# Start of ENTRIES SUPPLIED

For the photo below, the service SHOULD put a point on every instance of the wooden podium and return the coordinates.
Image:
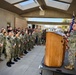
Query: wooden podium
(55, 50)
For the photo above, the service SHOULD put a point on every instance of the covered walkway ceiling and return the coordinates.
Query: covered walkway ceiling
(25, 8)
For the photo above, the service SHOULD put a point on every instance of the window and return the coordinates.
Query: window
(56, 4)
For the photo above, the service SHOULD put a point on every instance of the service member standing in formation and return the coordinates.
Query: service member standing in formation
(14, 44)
(1, 45)
(9, 48)
(72, 48)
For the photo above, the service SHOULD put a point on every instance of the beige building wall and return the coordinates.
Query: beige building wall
(12, 18)
(6, 17)
(20, 22)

# End of ENTRIES SUPPLIED

:: DO THIS ::
Copy all of the data above word for word, leaving out the picture.

:: THE REPLY ::
For the photo below, the service SHOULD put a point on every instance of the wooden podium and return the coordinates.
Image:
Query: wooden podium
(55, 50)
For the photo above, the service SHOULD put a point on every instance of the covered walkway ceiling and return the coordinates.
Query: covered walkway ceiling
(25, 8)
For the photo above, the service SHOULD put a point on every instance of the window and return the coordinates.
Query: window
(56, 4)
For the photo above, the service SHOULD put a point on every instance of the service member standing in formation and return the coordinates.
Query: service member standing in formation
(14, 44)
(1, 45)
(9, 48)
(72, 48)
For the photo above, the service SHOULD put a point on every instance of the beige building wall and return the coordinates.
Query: beige building wall
(12, 18)
(6, 17)
(20, 22)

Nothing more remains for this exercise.